━━━ Selected excerpt ━━━
One of our most persistent messages throughout this book is that effective programming is based on a precise understanding of the possible set of data-type values and the set of operations defined on those values. Using a modern object-oriented programming language such as Java provides a path to this understanding because we design, build, and use our own data types. Our Graph data type is a fundamental one, the product of many iterations and experience with the design choices that we have discussed. The clarity and simplicity of our client code are testimony to the value of taking seriously the design and implementation of basic data types in any program.

Develop code incrementally

As with all of our other case studies, we build software one module at a time, testing and learning about each module before moving to the next.

Solve problems that you understand before addressing the unknown

Our shortest-paths example involving air routes between a few cities is a simple one that is easy to understand. It is just complicated enough to hold our interest while debugging and following through a trace, but not so complicated as to make these tasks unnecessarily laborious.

Keep testing and check results

When working with complex programs that process huge amounts of data, you cannot be too careful in checking your results. Use common sense to evaluate every bit of output that your program produces. Novice programmers have an optimistic mindset (“If the program produces an answer, it must be correct”); experienced programmers know that a pessimistic mindset (“There must be something wrong with this result”) is far better.

Use real-world data

The movies.txt file from the Internet Movie Database is just one example of the data files that are now omnipresent on the web. In past years, such data was often cloaked behind private or parochial formats, but most people are now realizing that simple text formats are much preferred. The various methods in Java’s String data type make it easy to work with real data, which is the best way to formulate hypotheses about real-world phenomena. Start working with small files in the real-world format, so that you can test and learn about performance before attacking huge files.
━━━
● Challenges
A – From the passage on program development, reproduce the stretch from "One of our most" through "to the next.".
B – In the passage on program development, what mindset do experienced programmers know is far better?
━━━ Listed records ━━━
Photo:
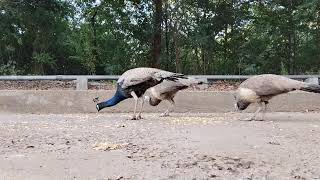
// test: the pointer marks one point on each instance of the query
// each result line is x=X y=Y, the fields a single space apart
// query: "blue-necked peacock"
x=133 y=84
x=167 y=91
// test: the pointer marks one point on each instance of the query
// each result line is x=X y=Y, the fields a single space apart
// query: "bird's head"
x=151 y=100
x=244 y=97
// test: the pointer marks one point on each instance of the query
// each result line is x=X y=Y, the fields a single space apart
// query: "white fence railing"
x=82 y=80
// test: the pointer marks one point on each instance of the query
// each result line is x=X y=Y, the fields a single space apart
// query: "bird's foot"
x=164 y=115
x=138 y=117
x=96 y=99
x=251 y=119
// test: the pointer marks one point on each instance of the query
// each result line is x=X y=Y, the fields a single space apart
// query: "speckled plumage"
x=261 y=88
x=134 y=83
x=167 y=91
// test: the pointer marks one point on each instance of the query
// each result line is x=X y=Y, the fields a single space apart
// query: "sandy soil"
x=184 y=146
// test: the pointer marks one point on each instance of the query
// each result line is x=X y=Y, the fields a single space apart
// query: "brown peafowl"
x=133 y=84
x=167 y=91
x=261 y=88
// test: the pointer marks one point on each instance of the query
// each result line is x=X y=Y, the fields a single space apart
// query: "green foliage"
x=198 y=37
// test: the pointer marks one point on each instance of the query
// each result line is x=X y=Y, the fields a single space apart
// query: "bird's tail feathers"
x=311 y=88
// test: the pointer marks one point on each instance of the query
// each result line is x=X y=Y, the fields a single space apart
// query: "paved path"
x=184 y=146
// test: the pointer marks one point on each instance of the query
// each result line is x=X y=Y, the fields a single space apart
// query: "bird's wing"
x=270 y=85
x=136 y=76
x=169 y=86
x=168 y=75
━━━
● Worked solutions
A –
One of our most persistent messages throughout this book is that effective programming is based on a precise understanding of the possible set of data-type values and the set of operations defined on those values. Using a modern object-oriented programming language such as Java provides a path to this understanding because we design, build, and use our own data types. Our Graph data type is a fundamental one, the product of many iterations and experience with the design choices that we have discussed. The clarity and simplicity of our client code are testimony to the value of taking seriously the design and implementation of basic data types in any program.

Develop code incrementally

As with all of our other case studies, we build software one module at a time, testing and learning about each module before moving to the next.

B – A pessimistic mindset ("There must be something wrong with this result").